====== Records for the exercise ======
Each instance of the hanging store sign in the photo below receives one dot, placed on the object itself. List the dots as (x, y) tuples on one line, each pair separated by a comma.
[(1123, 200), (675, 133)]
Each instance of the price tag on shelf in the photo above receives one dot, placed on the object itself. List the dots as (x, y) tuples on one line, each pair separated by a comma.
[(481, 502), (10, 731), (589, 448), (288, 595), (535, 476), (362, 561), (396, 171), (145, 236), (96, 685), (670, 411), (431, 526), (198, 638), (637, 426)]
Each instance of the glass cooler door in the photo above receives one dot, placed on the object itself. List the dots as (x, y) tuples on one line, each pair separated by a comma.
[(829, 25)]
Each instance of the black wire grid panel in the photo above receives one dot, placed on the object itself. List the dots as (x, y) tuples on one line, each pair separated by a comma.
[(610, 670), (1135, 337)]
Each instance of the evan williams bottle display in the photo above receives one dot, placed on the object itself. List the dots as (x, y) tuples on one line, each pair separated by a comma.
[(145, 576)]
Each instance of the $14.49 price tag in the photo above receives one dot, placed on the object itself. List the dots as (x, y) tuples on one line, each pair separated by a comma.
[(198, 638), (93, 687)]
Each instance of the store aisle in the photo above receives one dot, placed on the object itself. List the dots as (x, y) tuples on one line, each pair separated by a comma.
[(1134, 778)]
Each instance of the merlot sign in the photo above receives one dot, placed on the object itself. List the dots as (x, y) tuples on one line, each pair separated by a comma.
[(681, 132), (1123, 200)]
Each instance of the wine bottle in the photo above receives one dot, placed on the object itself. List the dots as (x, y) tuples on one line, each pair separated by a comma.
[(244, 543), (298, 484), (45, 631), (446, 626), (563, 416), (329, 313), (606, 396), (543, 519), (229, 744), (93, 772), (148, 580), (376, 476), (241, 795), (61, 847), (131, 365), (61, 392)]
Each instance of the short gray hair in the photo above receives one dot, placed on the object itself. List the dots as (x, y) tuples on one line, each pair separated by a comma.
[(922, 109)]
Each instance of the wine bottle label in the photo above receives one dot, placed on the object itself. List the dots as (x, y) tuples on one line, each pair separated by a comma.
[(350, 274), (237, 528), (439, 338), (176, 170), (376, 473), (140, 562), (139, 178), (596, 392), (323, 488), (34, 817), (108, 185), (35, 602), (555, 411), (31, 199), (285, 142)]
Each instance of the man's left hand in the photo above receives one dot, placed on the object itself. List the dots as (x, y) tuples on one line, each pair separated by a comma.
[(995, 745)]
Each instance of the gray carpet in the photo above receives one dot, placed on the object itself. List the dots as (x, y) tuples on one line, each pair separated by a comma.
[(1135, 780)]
======
• Exercise goal: Reproduce the data from the line containing "Each instance of the gray" through the end of the data, changing "gray carpet" to "tile floor" and leaving everything else intact.

• Answer to this problem:
Each instance of the tile floor in the photo above receives one dot, placed on the object itself. List the dots as (x, y) tuples on one line, each pair separated by a comma.
[(1135, 780)]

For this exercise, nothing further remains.